After locating the line that contains "x=366, y=111" in the data below, set down exactly that line and each one after it through the line that contains "x=40, y=224", and nothing more.

....................

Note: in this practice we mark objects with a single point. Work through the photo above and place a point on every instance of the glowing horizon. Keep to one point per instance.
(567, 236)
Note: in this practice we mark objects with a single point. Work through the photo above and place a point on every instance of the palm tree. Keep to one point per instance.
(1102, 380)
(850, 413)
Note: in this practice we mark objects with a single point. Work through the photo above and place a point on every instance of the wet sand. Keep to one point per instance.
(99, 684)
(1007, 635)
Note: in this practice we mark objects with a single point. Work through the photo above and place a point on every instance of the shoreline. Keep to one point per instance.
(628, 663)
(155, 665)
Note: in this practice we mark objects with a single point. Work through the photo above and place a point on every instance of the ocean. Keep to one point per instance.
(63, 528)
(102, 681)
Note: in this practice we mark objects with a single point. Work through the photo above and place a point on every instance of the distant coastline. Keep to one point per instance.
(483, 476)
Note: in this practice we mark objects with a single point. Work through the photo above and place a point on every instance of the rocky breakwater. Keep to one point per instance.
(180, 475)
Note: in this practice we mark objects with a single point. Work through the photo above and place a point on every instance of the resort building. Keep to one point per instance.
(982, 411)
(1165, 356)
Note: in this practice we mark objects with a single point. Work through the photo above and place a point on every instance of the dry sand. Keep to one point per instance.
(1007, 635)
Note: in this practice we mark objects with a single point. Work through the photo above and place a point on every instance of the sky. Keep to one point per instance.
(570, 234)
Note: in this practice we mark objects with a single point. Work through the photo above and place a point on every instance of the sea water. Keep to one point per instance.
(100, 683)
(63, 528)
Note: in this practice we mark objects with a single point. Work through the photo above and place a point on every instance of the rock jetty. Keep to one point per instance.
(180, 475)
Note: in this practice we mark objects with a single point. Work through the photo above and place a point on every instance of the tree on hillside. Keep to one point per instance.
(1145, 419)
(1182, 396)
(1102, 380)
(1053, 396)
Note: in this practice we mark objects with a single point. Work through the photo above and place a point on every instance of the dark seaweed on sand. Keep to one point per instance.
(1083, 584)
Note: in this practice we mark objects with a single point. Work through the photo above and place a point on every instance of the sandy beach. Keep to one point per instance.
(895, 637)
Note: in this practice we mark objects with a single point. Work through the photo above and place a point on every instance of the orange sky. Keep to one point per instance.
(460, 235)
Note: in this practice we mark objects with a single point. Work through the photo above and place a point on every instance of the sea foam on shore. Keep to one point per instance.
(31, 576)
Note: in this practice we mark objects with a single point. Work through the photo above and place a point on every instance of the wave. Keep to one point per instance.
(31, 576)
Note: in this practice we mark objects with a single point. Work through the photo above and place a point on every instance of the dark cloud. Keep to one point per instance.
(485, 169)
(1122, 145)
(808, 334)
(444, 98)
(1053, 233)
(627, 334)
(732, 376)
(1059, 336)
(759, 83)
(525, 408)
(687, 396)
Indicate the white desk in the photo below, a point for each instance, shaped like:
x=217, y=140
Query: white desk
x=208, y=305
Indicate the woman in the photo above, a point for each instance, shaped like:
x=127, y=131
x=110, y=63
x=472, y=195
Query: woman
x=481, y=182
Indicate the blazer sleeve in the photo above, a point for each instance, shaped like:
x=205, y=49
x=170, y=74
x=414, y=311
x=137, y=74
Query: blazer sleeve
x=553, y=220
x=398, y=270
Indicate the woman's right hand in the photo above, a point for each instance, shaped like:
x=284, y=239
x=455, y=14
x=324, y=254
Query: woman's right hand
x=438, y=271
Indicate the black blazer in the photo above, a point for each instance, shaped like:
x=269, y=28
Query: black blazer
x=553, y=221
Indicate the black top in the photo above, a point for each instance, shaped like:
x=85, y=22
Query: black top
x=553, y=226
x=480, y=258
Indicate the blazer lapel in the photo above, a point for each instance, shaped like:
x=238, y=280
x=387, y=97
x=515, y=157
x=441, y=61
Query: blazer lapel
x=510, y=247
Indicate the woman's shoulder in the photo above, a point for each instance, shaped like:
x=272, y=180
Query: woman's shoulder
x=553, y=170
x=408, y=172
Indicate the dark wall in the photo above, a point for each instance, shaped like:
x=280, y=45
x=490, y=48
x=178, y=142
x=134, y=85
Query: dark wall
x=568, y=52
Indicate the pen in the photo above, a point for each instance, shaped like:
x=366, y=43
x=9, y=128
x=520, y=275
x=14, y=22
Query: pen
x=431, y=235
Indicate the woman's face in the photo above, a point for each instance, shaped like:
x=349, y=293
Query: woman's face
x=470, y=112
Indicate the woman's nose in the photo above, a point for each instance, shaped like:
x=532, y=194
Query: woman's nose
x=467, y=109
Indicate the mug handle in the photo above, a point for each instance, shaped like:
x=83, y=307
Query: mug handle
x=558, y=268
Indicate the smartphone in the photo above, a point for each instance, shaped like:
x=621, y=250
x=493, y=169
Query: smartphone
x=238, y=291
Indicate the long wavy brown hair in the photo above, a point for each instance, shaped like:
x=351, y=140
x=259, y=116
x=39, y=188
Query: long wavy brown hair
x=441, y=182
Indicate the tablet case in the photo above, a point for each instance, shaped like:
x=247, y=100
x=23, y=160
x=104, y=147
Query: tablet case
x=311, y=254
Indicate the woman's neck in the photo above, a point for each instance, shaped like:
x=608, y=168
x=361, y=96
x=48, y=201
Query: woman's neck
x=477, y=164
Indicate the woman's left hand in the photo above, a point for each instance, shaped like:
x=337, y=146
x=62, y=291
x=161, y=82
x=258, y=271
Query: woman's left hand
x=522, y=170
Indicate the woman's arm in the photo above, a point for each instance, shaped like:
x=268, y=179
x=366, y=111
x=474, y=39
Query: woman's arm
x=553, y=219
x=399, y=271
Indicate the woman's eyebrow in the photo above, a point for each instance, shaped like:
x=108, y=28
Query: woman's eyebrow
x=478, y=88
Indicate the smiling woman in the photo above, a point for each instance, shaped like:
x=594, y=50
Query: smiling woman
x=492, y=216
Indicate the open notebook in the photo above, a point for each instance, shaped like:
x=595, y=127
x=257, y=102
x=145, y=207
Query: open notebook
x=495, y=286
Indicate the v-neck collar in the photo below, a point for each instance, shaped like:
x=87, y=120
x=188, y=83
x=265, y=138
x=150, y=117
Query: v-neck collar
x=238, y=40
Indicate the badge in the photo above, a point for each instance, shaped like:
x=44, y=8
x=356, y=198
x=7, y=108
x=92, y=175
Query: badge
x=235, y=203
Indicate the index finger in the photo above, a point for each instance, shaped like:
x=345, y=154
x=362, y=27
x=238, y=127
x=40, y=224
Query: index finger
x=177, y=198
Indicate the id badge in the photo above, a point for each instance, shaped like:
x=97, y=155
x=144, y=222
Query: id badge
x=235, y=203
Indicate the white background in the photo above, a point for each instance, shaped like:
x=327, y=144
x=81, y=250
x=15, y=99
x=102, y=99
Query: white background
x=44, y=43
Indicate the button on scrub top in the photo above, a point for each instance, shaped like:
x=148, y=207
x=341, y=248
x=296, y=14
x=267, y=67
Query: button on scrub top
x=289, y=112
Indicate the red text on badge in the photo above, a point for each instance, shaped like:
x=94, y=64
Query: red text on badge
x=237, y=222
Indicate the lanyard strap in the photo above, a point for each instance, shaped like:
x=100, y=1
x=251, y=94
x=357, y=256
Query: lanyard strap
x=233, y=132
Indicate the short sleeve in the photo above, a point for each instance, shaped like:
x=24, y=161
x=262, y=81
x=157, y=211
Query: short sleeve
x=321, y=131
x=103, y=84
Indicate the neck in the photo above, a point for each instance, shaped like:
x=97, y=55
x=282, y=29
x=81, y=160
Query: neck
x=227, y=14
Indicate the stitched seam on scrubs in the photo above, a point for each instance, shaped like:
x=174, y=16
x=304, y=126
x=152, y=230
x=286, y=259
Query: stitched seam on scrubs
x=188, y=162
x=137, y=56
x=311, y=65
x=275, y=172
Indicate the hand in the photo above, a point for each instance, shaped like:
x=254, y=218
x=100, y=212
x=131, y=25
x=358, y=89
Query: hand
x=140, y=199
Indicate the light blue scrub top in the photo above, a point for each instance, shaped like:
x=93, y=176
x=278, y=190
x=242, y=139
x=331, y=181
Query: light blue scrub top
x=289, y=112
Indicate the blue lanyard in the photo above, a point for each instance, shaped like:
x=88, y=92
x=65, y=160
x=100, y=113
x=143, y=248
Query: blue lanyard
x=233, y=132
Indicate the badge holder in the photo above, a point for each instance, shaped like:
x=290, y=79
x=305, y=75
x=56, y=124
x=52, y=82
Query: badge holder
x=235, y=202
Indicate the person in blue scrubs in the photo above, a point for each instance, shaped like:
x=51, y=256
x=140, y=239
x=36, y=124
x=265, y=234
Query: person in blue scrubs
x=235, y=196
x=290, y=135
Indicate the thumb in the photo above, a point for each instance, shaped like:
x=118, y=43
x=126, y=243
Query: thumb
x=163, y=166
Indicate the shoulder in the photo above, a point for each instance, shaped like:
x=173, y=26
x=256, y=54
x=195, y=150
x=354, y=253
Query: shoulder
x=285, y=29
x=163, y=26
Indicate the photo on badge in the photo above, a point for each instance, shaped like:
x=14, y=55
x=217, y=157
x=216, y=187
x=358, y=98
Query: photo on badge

....................

SOLUTION TO THIS TASK
x=366, y=111
x=474, y=39
Query: woman's arm
x=553, y=219
x=399, y=271
Indicate the woman's eyebrow in the photo above, a point for each instance, shaped like:
x=108, y=28
Query: woman's eyebrow
x=478, y=88
Indicate the smiling woman in the photo above, a point for each instance, shaped like:
x=594, y=50
Query: smiling woman
x=492, y=216
Indicate the open notebook in the photo above, a point for each instance, shaped like:
x=595, y=127
x=257, y=102
x=145, y=207
Query: open notebook
x=495, y=286
Indicate the v-neck collar in the photo below, a point for each instance, shaped like:
x=87, y=120
x=188, y=83
x=265, y=138
x=150, y=117
Query: v-neck collar
x=238, y=40
Indicate the badge in the photo above, a point for each instance, shaped like:
x=44, y=8
x=356, y=198
x=7, y=108
x=92, y=175
Query: badge
x=235, y=203
Indicate the index finger in the photo above, a point for each instance, shaped like:
x=345, y=154
x=362, y=27
x=238, y=127
x=40, y=224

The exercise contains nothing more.